- _ARBEITSANWEISUNGEN_
a) Beantworten Sie zum Text über Menhire diese Fragen:
(i) In welcher Zeit trat die dort beschriebene rätselhafte Erscheinung auf?
(ii) Um welches Maß sinkt der große Stein laut der Legende alle hundert Jahre in die Erde ab?
(iii) Womit werden Menhire im letzten Absatz verglichen?
b) Schreiben Sie aus dem Text über Menhire alles ab „Menhire könnten ebenso“ bis hin zu „Abstrahierens und Transzendierens.“ wortgetreu ab.
c) Schreiben Sie den Text über Menhire im Anschluss an seinen letzten Satz weiter.

- _VORLIEGENDER TEXT_

Eine andere für uns rätselhafte Erscheinung trat in der Jungsteinzeit auf. Manche europäische Regionen sind übersät mit faszinierenden Großsteingräbern und Menhiren. Es gibt sie rund um das Mittelmeer bis hin nach Indien, zudem in Südamerika. Menhire sind senkrecht aufgestellte Steine ohne heute erkennbare Funktion. Ihre rätselhafte Dauerhaftigkeit und interessante Bauweise regen noch heute die Phantasie an. Die Menhire könnten Landschaftszeichen oder Hinweise auf besondere Orte oder Wege gewesen sein. Aber sie haben zumindest an manchen Stellen auch magische Bedeutung erhalten. So erzählt eine Legende über einen großen Stein vom Weltuntergang: „Man sagt, daß er alle hundert Jahre um eine Daumenlänge in die Erde absinkt und sein vollständiges Verschwinden den Weltuntergang verkünden würde.“19 Diese Vorstellung eines Maßes der ablaufenden Zeit setzt doch immerhin den Gedanken von Anfang und Ende der Welt voraus. Der Stein stellt zumindest noch einige Zeit in Aussicht, in der der Lebensraum gesichert ist. Er schafft also Gewissheit in einer unsicheren Welt. Warum aber sollte man sich sonst die Mühe machen, mit menschlichen Kräften eine solche Endzeituhr, eine Wegmarke oder ein Herrschaftszeichen aufzubauen?

Menhire könnten ebenso als Verbindung von Himmel und Erde gedeutet werden, ähnlich einem Kirchturm. Damit wäre ein Hinweis auf „Größeres“, „Überdauerndes“, vielleicht sogar „Ewiges“ gesetzt, darauf, dass Himmel und Erde von menschlichen Kräften verbunden werden können. Das geht über das schlichte Wahrnehmen des Vorfindlichen hinaus. Es zeugt von der Vorstellung, man könne das Irdische mit Außerirdischem verbinden. Auch hier erscheint so eine Form des Abstrahierens und Transzendierens.

- _BEREITGESTELLTE DATEN_
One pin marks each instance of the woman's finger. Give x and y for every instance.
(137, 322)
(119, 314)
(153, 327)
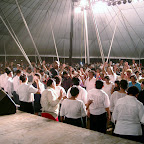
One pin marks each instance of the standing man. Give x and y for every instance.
(98, 104)
(90, 81)
(26, 94)
(16, 83)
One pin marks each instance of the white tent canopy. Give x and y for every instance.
(128, 41)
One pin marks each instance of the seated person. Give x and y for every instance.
(50, 100)
(73, 111)
(127, 115)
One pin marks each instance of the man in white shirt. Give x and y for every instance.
(128, 114)
(16, 83)
(8, 83)
(26, 94)
(50, 100)
(82, 92)
(37, 97)
(90, 81)
(98, 104)
(3, 77)
(108, 86)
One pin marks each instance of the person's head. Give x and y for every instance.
(23, 78)
(137, 73)
(99, 84)
(18, 72)
(42, 72)
(133, 91)
(142, 73)
(56, 64)
(107, 79)
(91, 74)
(65, 74)
(29, 70)
(38, 76)
(109, 70)
(102, 75)
(51, 83)
(57, 80)
(133, 78)
(74, 91)
(142, 85)
(75, 81)
(124, 84)
(129, 72)
(117, 83)
(9, 72)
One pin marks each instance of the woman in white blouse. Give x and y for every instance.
(73, 111)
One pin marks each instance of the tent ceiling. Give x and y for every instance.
(128, 41)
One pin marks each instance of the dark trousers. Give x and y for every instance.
(16, 98)
(130, 137)
(98, 122)
(80, 122)
(27, 107)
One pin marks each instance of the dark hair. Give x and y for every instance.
(75, 81)
(65, 72)
(134, 76)
(99, 84)
(107, 77)
(124, 84)
(18, 72)
(74, 91)
(41, 71)
(8, 70)
(38, 75)
(23, 77)
(50, 81)
(57, 79)
(133, 90)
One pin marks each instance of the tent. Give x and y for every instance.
(128, 42)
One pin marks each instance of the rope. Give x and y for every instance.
(29, 31)
(112, 40)
(23, 52)
(5, 54)
(54, 42)
(97, 33)
(82, 37)
(86, 35)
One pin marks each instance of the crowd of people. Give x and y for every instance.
(109, 93)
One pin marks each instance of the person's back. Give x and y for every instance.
(73, 111)
(127, 114)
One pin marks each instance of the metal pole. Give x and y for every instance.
(86, 35)
(71, 33)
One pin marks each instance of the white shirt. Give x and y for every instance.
(26, 92)
(107, 88)
(58, 89)
(114, 97)
(50, 101)
(89, 84)
(73, 109)
(2, 79)
(113, 77)
(16, 82)
(82, 94)
(100, 101)
(128, 113)
(41, 86)
(8, 86)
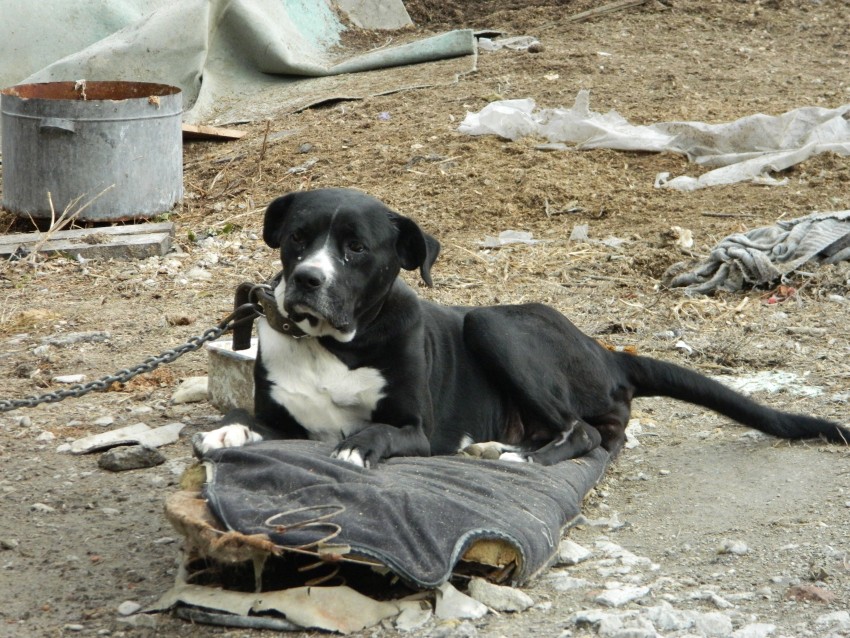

- _DIE LÖSUNGEN_
a)
(i) In der Jungsteinzeit.
(ii) Um eine Daumenlänge.
(iii) Mit einem Kirchturm.

b)
Menhire könnten ebenso als Verbindung von Himmel und Erde gedeutet werden, ähnlich einem Kirchturm. Damit wäre ein Hinweis auf „Größeres“, „Überdauerndes“, vielleicht sogar „Ewiges“ gesetzt, darauf, dass Himmel und Erde von menschlichen Kräften verbunden werden können. Das geht über das schlichte Wahrnehmen des Vorfindlichen hinaus. Es zeugt von der Vorstellung, man könne das Irdische mit Außerirdischem verbinden. Auch hier erscheint so eine Form des Abstrahierens und Transzendierens.

c)
Menhir von Champ Dolent

Großsteingräber, Menhire oder Steinkreise können nicht einfach mal so aufgestellt worden sein. Allein der Transport der Steine, oft über viele Kilometer Entfernung, brauchte als Grundlage für das Zusammenwirken vieler Menschen zumindest eine gemeinsame tragende Idee, Überzeugung und Organisation, also einen Ansatz von Kultur oder Glauben. Anders wären derart mühsame und aufwendige Arbeiten aus unserer Sicht nicht denkbar. Schon die Bauweise der Großsteingräber drängt sich heutigen Betrachtern als Häuser für die Ewigkeit geradezu auf. Sie bilden einen nach Jahrtausenden noch heute wasserdichten und gesicherten stabilen Raum, dessen Zugang man verschließen, aber auch öffnen konnte. Die weitere Verbreitung der Grabbauten und Grabbeigaben zeugen überdies davon, dass Menschen in der damaligen Zeit weltweiten Austausch pflegten und sich irgendeine Vorstellung davon machten, dass nach dem Tode noch Nahrung und Statuszeichen gebraucht werden könnten. Wer möchte, kann auch die Form der Grabhügel deuten. Es könnte eine Nachbildung des Mutterleibes sein. Wer einmal durch einen intakten schmalen Gang in ein intaktes Grab gekrochen ist, kann diese Version gut und schwitzend nachvollziehen. Die nahe liegende Vorstellung wäre: Rückkehr in den Mutterschoß (der Erde) als eine Form des Transzendierens.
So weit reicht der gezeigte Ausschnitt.